-- Supplied data start --

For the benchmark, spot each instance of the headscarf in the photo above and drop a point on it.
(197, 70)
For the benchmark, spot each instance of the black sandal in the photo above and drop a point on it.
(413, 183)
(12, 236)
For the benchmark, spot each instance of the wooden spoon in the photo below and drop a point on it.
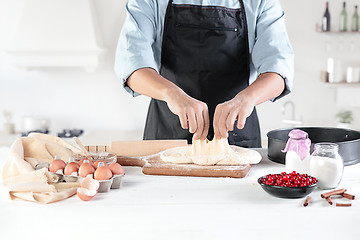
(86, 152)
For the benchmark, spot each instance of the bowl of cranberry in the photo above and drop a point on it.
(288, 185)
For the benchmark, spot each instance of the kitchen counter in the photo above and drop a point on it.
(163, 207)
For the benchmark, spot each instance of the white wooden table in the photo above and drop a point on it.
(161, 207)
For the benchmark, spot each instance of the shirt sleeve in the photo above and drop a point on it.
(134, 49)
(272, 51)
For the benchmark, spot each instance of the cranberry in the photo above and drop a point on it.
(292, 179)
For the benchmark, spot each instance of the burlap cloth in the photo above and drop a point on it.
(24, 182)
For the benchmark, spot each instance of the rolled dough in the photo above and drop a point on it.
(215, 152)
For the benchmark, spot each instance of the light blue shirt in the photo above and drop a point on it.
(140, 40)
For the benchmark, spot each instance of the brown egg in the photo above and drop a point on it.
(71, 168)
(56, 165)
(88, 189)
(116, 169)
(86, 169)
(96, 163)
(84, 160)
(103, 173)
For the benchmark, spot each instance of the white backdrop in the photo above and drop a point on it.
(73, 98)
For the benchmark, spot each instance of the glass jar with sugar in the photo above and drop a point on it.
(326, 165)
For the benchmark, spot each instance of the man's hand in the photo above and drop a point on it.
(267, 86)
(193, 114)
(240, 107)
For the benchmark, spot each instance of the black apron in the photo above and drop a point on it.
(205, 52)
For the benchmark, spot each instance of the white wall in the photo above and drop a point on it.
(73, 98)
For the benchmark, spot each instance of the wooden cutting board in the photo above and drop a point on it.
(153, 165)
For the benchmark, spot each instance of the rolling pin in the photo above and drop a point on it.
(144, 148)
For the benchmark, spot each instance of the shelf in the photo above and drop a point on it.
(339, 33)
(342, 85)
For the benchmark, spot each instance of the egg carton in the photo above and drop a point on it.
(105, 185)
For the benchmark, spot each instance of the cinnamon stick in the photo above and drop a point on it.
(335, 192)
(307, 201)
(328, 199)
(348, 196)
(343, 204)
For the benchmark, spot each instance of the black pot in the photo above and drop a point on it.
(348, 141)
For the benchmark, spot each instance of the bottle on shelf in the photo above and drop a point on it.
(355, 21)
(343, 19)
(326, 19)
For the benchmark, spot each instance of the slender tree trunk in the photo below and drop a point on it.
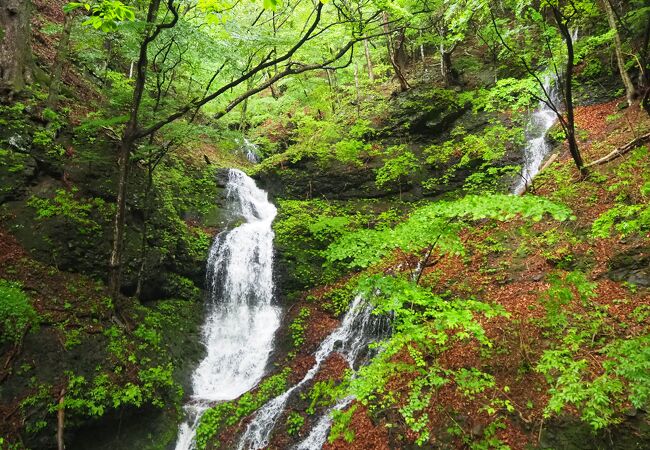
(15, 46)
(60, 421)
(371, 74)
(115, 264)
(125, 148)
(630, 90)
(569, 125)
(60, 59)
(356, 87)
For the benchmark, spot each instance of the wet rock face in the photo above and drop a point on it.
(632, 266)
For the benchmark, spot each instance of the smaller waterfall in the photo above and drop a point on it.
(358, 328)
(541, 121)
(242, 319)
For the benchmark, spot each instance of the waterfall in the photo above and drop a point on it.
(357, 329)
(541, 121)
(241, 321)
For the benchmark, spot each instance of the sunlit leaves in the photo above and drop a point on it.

-- Supplied data end --

(Task prompt): Render every line of the listing above as a JSON array of strings, one string per line, with blank lines dropped and the pictures omitted.

(Answer to this exercise):
[
  "For the benchmark, spot each instance of the headscarf in the photo above and drop a point on it.",
  "(197, 70)",
  "For the benchmark, spot each instance of the black sandal in the photo above and drop a point on it.",
  "(413, 183)",
  "(12, 236)",
  "For the benchmark, spot each instance of the wooden spoon in the photo below and drop a point on it.",
  "(86, 152)",
  "For the benchmark, spot each instance of the bowl of cranberry in the photo above and drop a point on it.",
  "(288, 185)",
  "For the benchmark, spot each instance of the kitchen counter in the photo above and drop a point on it.",
  "(163, 207)",
  "For the benchmark, spot each instance of the white wooden table in the photo above and drop a point on it.",
  "(161, 207)",
  "For the benchmark, spot each instance of the shirt sleeve in the photo above and drop a point on it.",
  "(134, 49)",
  "(272, 51)",
  "For the benchmark, spot each instance of the cranberry in the photo above and drop a point on it.",
  "(292, 179)",
  "For the benchmark, spot each instance of the burlap cloth in the photo above and drop a point on it.",
  "(24, 182)",
  "For the benchmark, spot each instance of the rolled dough in the photo above and drop a point on it.",
  "(215, 152)",
  "For the benchmark, spot each instance of the light blue shirt in the photo above and drop a point on it.",
  "(140, 40)",
  "For the benchmark, spot each instance of the brown egg in the photo above and drop a point on it.",
  "(71, 168)",
  "(56, 165)",
  "(88, 189)",
  "(116, 169)",
  "(86, 169)",
  "(96, 163)",
  "(84, 160)",
  "(103, 173)",
  "For the benchmark, spot each instance of the white backdrop in the photo above and drop a point on it.",
  "(73, 98)",
  "For the benchmark, spot each instance of the glass jar with sugar in the photo above and drop a point on it.",
  "(326, 165)",
  "For the benchmark, spot each instance of the man's hand in the photo above and drop a point on it.",
  "(267, 86)",
  "(193, 114)",
  "(240, 107)",
  "For the benchmark, spot each instance of the black apron in the photo above and drop a point on it.",
  "(205, 52)",
  "For the benchmark, spot each instance of the white wall in the photo above and drop a point on it.",
  "(73, 98)",
  "For the benchmark, spot each instance of the wooden cutting board in the photo above and drop a point on it.",
  "(153, 165)",
  "For the benchmark, spot each instance of the rolling pin in the photo above and drop a point on it.",
  "(144, 148)",
  "For the benchmark, spot each instance of the shelf in the photo above and drop a point on it.",
  "(339, 33)",
  "(342, 85)",
  "For the benchmark, spot each instance of the egg carton in the photo above and drop a point on it.",
  "(105, 185)",
  "For the benchmark, spot each instance of the cinnamon stick in the photo above and drop a point on it.",
  "(335, 192)",
  "(307, 201)",
  "(328, 199)",
  "(348, 196)",
  "(343, 204)",
  "For the benchmark, spot each instance of the black pot in the photo above and drop a point on it.",
  "(348, 141)",
  "For the benchmark, spot each instance of the bottle on shelf in the photo above and drop a point on it.",
  "(355, 21)",
  "(343, 19)",
  "(326, 19)",
  "For the benchmark, spot each instance of the slender tree trunk in the photo below and drop a point on it.",
  "(15, 46)",
  "(60, 421)",
  "(371, 74)",
  "(115, 264)",
  "(125, 148)",
  "(630, 90)",
  "(569, 125)",
  "(60, 59)",
  "(356, 87)",
  "For the benchmark, spot each instance of the wet rock face in the photo above and drop a point on it.",
  "(632, 266)",
  "For the benchmark, spot each instance of the smaller waterfall in the photo above and drop a point on it.",
  "(358, 328)",
  "(541, 121)",
  "(242, 319)",
  "For the benchmark, spot each instance of the waterfall in the photo above and drop a point on it.",
  "(357, 329)",
  "(541, 121)",
  "(241, 321)",
  "For the benchmark, spot each instance of the sunlit leaves in the photo above and drop a point on it."
]